Excerpts from point annotation records:
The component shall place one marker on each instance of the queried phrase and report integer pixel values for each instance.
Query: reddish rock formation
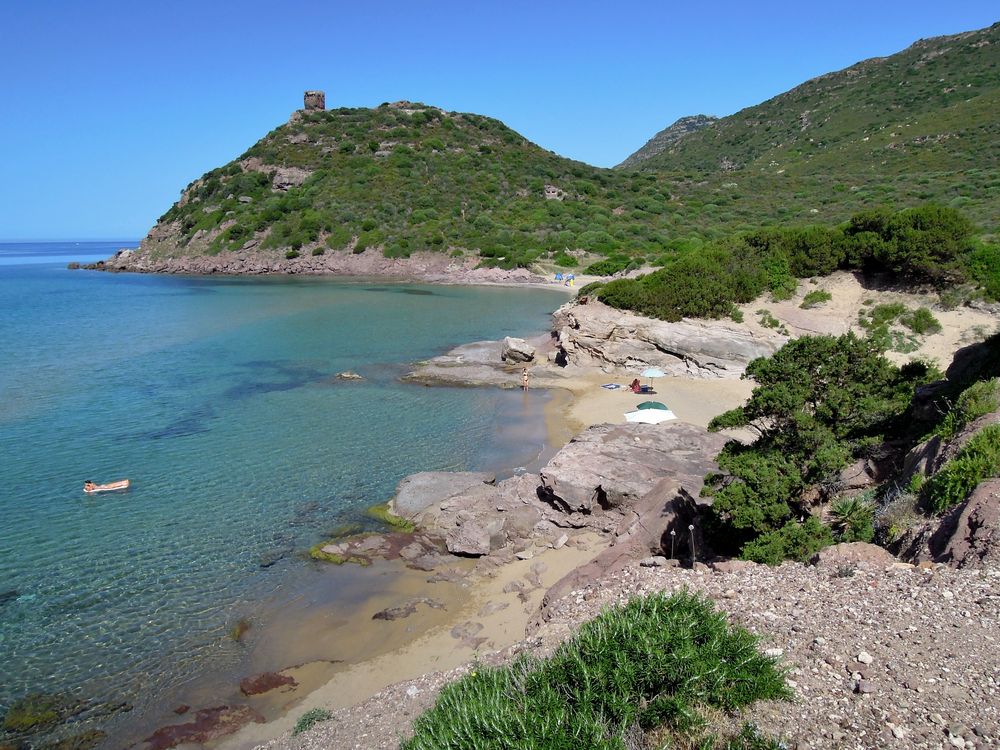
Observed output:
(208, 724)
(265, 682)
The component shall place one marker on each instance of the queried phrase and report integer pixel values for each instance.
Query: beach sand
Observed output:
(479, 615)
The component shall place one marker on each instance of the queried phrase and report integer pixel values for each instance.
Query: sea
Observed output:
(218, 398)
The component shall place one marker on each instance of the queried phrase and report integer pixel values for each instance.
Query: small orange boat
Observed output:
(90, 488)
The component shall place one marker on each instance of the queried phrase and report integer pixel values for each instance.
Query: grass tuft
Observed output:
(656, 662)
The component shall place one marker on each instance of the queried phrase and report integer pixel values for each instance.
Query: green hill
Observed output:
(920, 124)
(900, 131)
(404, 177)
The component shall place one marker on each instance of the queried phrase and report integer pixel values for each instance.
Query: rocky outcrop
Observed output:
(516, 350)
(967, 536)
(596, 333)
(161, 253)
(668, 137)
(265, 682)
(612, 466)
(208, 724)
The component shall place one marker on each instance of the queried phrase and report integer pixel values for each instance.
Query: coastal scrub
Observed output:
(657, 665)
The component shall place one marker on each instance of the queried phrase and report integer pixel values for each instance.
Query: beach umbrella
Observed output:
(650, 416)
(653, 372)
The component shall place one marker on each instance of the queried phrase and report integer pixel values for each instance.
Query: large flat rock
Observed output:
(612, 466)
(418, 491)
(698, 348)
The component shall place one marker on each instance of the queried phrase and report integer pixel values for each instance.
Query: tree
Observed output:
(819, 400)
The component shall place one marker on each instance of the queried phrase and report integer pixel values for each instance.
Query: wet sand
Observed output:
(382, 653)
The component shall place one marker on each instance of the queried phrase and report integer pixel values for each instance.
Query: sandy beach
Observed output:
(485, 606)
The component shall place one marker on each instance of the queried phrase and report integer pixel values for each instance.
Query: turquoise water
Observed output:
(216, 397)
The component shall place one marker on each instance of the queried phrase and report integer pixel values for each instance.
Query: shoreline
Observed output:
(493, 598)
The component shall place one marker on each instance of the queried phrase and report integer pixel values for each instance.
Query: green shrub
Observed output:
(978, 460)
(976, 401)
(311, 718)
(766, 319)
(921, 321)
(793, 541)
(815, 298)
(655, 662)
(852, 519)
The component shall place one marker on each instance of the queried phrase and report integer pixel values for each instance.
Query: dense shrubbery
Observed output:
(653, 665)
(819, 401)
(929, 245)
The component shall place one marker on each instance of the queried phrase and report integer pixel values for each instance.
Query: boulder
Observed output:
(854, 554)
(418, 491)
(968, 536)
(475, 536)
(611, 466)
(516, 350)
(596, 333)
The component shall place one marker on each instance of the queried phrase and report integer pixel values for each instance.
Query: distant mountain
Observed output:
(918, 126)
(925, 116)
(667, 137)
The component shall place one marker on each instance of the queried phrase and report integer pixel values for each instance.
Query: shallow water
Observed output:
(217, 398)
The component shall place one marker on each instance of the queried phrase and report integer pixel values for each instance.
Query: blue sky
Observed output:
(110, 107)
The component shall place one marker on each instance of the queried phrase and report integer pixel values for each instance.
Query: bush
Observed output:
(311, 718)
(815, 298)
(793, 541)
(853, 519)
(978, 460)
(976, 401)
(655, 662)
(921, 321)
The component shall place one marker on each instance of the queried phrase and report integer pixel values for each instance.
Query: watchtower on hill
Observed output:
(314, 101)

* * *

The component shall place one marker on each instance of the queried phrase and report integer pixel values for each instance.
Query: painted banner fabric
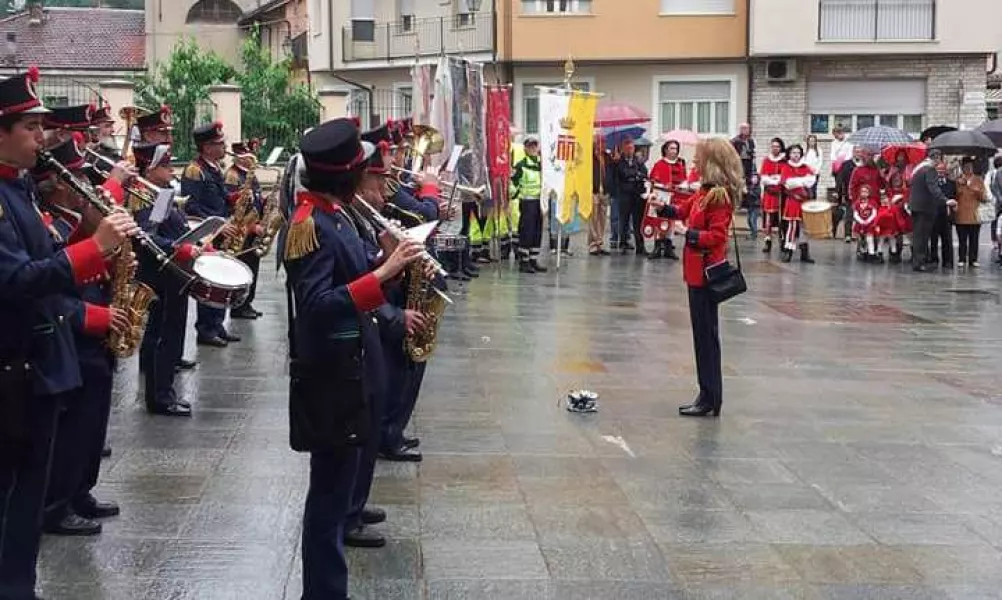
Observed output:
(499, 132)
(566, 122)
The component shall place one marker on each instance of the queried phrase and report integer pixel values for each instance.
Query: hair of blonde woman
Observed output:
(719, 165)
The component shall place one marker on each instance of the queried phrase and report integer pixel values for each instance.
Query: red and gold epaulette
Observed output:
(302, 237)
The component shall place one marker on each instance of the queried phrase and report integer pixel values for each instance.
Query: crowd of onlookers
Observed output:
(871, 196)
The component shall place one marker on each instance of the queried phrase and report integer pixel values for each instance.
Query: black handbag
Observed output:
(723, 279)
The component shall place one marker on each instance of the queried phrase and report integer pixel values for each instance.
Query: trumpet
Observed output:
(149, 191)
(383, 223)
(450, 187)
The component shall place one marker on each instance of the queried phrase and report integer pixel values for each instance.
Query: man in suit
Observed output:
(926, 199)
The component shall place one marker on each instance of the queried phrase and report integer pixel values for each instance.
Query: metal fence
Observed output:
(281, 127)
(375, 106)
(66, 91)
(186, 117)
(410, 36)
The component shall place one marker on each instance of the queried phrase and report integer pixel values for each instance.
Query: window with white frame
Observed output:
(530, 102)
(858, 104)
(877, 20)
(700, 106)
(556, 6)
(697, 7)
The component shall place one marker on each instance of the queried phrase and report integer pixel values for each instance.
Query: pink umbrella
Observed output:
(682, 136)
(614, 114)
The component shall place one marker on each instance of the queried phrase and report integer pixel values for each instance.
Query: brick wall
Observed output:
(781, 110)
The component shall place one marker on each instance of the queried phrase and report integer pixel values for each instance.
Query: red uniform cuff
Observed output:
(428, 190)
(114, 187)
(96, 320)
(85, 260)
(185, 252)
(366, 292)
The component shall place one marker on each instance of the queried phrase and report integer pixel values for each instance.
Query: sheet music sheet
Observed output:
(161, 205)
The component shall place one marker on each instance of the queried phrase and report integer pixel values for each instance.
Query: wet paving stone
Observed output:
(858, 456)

Do this: Count how many lines of the records above contain the string "water", with case treated as significant, and respond with the number alone.

Expected output: 2